>> START Data to process

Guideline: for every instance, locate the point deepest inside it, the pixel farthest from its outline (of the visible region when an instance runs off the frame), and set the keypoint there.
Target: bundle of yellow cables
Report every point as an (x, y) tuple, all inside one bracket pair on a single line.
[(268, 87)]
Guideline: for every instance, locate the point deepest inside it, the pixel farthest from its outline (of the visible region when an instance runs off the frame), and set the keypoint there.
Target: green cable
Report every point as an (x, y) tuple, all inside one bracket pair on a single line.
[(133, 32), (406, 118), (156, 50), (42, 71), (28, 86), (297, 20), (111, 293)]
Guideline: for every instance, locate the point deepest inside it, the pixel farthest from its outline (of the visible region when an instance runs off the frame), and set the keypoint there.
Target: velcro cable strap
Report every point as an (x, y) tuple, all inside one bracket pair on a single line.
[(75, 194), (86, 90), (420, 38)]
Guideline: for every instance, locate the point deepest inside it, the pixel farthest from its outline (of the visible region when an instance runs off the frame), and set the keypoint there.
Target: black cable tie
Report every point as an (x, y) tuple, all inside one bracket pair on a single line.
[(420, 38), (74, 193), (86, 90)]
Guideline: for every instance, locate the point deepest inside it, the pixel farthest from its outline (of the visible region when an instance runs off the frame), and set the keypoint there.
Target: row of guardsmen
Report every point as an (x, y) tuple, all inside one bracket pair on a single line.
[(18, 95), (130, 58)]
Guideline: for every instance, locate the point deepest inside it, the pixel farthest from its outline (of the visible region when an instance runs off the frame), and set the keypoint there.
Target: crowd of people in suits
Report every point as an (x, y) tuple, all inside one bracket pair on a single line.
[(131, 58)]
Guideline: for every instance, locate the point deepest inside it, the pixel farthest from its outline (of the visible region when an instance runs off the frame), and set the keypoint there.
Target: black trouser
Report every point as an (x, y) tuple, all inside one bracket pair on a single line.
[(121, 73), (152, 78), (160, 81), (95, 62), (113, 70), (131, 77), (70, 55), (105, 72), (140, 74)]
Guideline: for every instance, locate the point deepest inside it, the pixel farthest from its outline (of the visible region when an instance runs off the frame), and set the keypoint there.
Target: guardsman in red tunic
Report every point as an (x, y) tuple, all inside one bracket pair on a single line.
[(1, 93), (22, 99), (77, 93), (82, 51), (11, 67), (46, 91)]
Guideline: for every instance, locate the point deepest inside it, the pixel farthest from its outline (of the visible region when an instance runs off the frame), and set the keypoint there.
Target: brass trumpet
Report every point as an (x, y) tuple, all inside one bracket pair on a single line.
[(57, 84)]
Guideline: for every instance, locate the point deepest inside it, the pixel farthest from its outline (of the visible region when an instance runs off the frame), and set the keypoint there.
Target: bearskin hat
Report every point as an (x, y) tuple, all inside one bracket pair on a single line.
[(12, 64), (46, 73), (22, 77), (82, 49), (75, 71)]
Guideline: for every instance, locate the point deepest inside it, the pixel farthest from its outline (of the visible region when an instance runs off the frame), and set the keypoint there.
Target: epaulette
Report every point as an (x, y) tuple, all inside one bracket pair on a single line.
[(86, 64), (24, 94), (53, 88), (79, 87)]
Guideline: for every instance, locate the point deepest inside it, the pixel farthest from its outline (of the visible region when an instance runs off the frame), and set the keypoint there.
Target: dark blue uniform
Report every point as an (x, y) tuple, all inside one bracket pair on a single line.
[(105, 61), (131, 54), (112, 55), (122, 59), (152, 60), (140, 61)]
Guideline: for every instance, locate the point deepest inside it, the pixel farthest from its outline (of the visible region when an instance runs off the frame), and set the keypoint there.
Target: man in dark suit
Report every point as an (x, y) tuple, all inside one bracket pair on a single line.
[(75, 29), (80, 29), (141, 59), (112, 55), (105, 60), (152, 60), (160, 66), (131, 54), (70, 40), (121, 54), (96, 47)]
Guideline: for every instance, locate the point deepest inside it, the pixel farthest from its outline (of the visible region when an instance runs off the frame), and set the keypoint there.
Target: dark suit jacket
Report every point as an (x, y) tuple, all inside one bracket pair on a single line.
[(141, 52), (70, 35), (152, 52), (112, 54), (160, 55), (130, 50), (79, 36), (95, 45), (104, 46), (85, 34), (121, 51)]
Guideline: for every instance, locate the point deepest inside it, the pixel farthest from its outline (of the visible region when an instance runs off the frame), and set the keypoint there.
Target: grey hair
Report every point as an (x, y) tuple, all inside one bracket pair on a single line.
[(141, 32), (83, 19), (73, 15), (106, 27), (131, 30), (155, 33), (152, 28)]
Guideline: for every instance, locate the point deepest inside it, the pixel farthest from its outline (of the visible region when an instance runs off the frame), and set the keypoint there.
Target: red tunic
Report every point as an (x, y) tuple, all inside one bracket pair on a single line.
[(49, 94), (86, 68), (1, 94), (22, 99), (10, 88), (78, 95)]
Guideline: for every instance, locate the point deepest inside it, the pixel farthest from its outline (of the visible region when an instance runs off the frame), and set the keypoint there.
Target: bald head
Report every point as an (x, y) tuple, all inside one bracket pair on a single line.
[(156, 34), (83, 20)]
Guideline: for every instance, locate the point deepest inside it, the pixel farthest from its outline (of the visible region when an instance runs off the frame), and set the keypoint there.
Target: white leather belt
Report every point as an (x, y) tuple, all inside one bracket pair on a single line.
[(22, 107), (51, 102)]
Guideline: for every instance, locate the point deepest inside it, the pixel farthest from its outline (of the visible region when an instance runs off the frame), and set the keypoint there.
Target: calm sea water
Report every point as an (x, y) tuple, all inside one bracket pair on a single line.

>> END Data to process

What is being asked: Can you retype all of the items above word for word, with no changes?

Response below:
Guideline: for every instance, locate the point deepest inside it, the pixel farthest from its outline (of the visible region when an instance runs off the frame), and set the keypoint there.
Target: bundle of yellow cables
Report every point as an (x, y) tuple, all inside one bracket pair on a single line.
[(268, 87)]
Guideline: for every instance, locate the point deepest inside it, the pixel farthest from its outline (of the visible region when an instance runs off the frame), and set the keypoint there.
Target: green cable
Report every point as an (x, y) tuple, all inside one bracket pair on a single line.
[(133, 32), (406, 118), (156, 50), (42, 71), (28, 86), (297, 20), (111, 293)]
Guideline: for every instance, locate the point deepest inside it, the pixel farthest from its outline (of the visible region when an instance runs off the frame), and set the keypoint there.
Target: velcro cable strap
Report every point as an (x, y) tuple, all inside one bracket pair on a single line.
[(75, 194), (86, 90), (420, 38)]
Guideline: for every instance, locate the point deepest inside it, the pixel farthest from its outline (of the visible region when an instance runs off the frame), and set the keypoint there.
Target: black cable tie
Report every point as an (x, y) tuple, all inside one bracket pair on a single line.
[(420, 38), (74, 193), (86, 90)]
Guideline: for every instance, locate the point deepest inside it, the pixel farthest from its outline (of the visible region when an instance runs off the frame), and set the keypoint there.
Target: row of guardsmen
Report every point as an (x, y) tuple, all inside one bracket pair on a single line.
[(18, 95), (130, 58)]
Guideline: for every instance, locate the point deepest inside it, the pixel farthest from its outline (of the visible region when an instance runs off the frame), and set the keypoint there.
Target: crowd of people in suits
Report every point as an (x, y) tuple, all inside one bracket pair on a single line.
[(131, 58)]
Guideline: for every instance, locate the point deepest inside it, the pixel farthest from its outline (of the visible region when an instance runs off the frame), and set the keypoint there.
Target: black trouser
Report every point as an (x, y) tuple, all inside one bracket pair on a single line.
[(121, 73), (152, 78), (160, 81), (95, 62), (113, 70), (131, 77), (70, 55), (105, 72), (140, 74)]
Guideline: for every instance, locate the point deepest inside it, the pixel farthest from its outline (of the visible region when an instance runs off the frame), and set the keypoint there.
Target: guardsman in red tunic
Report every point as an (x, y) tuple, all inside one bracket pair on a single line.
[(1, 93), (22, 99), (77, 93), (82, 51), (11, 67), (46, 91)]
Guideline: for every instance, locate the point deepest inside it, the pixel farthest from its outline (of the visible region when an instance runs off the frame), and set the keypoint there.
Target: brass trumpet
Report every point as an (x, y) tuple, all inside one bracket pair on a single line.
[(57, 84)]
Guideline: for every instance, locate the point deepest inside it, the pixel farthest from its outline (of the visible region when an instance runs off the frame), and set the keypoint there.
Target: bearskin hat
Report every point as an (x, y) tuple, all inside one bracket pair on a single line.
[(12, 64), (46, 73), (22, 77), (82, 49), (75, 71)]
Guideline: for every instance, locate the point deepest inside it, the pixel farthest from its outline (of the visible region when an instance runs off the frame), and set the keypoint there.
Target: epaulette
Report every point as an (x, y) tuple, all inside one bracket pair on a single line.
[(86, 64), (24, 94), (53, 88), (79, 87)]
Guideline: for every instance, locate the point deepest inside it, the pixel farthest from its outline (of the visible region when an instance runs off the frame), and set the keypoint there.
Target: dark blue uniform
Report every point as an (x, y) tuple, all inside one bracket pair on a single line.
[(105, 61), (131, 54), (112, 55), (122, 59), (152, 60), (140, 61)]
Guideline: for every instance, locate the point deepest inside it, the pixel farthest from its outline (of the visible region when an instance runs off the frame), and set the keypoint there.
Target: man in dark suit
Report every point as an (x, y) tuple, all inside one bracket pair on a single line.
[(75, 29), (80, 29), (141, 59), (112, 55), (105, 60), (152, 60), (160, 66), (131, 54), (70, 40), (121, 54), (96, 47)]
Guideline: for every instance, locate the point deepest inside it, the pixel farthest from its outline (of the visible region when an instance runs off the frame), and set the keypoint there.
Target: dark suit jacket
Report every point as an (x, y) tuple, all inside one bracket pair on a single line.
[(141, 52), (70, 35), (152, 52), (112, 54), (160, 55), (130, 50), (79, 36), (95, 45), (104, 46), (85, 34), (121, 51)]
Guideline: for every instance, locate the point deepest inside it, the pixel farthest from its outline (of the visible region when an instance runs off the frame), and set the keypoint there.
Target: grey hair
Report every point as an (x, y) tuple, all inside one bracket pair on a single line.
[(141, 32), (83, 19), (73, 15), (106, 27), (131, 30), (155, 33), (152, 28)]
Guideline: for every instance, locate the point deepest inside it, the pixel farthest from its outline (of the visible region when an instance runs off the frame), and set the keypoint there.
Target: red tunic
Report every point as an (x, y) tuple, all inside one bracket pair on a single line.
[(49, 94), (86, 68), (1, 94), (22, 99), (10, 88), (78, 95)]
Guideline: for every instance, locate the point deepest inside it, the pixel farthest from its outline (of the visible region when an instance runs off the frame), and set the keypoint there.
Target: bald head
Report every point as an (x, y) tuple, all inside one bracket pair on a single line.
[(156, 34), (83, 20)]
Guideline: for every instance, locate the point deepest inside it, the pixel farthest from its outline (of the visible region when an instance runs off the frame), and set the keypoint there.
Target: white leather belt
Report every point as an (x, y) tuple, all inside one bracket pair on a single line.
[(22, 107), (51, 102)]
Guideline: for every instance, locate the point deepest inside it, the pixel farthest from its outline (of the visible region when an instance runs off the frame), and set the keypoint there.
Target: calm sea water
Report every point as an (x, y) tuple, all inside one bracket pair on a single line.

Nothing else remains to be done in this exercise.